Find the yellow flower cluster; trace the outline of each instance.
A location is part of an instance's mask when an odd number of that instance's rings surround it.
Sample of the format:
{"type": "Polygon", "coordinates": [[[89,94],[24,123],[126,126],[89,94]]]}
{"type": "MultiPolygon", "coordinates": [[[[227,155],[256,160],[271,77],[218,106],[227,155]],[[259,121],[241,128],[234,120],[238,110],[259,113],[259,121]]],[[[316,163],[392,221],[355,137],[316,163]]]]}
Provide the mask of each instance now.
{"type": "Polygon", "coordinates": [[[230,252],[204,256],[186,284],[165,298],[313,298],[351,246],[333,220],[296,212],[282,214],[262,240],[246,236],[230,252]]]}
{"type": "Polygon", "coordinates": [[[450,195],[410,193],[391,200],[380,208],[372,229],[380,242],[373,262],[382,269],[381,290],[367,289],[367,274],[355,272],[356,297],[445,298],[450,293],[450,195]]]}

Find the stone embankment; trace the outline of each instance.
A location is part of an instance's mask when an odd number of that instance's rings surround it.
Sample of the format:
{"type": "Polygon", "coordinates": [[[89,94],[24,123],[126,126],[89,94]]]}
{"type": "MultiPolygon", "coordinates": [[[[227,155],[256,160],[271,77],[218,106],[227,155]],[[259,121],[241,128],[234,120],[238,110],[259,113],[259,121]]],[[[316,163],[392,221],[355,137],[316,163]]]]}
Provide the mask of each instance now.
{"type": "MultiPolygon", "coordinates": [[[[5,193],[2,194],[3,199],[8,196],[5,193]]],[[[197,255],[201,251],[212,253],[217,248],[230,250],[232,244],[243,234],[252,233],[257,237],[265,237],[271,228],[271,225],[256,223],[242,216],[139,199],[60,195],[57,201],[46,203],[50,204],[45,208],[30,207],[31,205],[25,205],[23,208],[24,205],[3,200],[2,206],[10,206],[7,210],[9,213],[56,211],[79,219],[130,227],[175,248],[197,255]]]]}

What you will do: Copy the stretch of the listing above word for word, from the line containing "Find the stone" through the end of the listing, including both the first and last lines.

Task answer:
Find the stone embankment; trace the outline of each instance.
A location is part of an instance's mask when an odd number of that instance's rings surround it.
Sample of the format:
{"type": "Polygon", "coordinates": [[[89,94],[24,123],[126,126],[89,94]]]}
{"type": "MultiPolygon", "coordinates": [[[[227,155],[256,160],[271,77],[218,106],[227,155]],[[259,121],[241,128],[234,120],[238,110],[259,113],[259,121]]],[[[316,163],[392,221],[355,137],[316,163]]]]}
Provide the mask of each instance now.
{"type": "MultiPolygon", "coordinates": [[[[5,193],[2,194],[3,199],[8,196],[5,193]]],[[[197,255],[201,251],[212,253],[217,248],[230,250],[232,244],[243,234],[252,233],[257,237],[265,237],[271,228],[271,225],[256,223],[242,216],[139,199],[60,195],[57,201],[46,203],[50,204],[45,208],[30,207],[31,205],[25,205],[23,208],[24,205],[3,200],[2,206],[10,206],[7,210],[9,213],[56,211],[79,219],[130,227],[175,248],[197,255]]]]}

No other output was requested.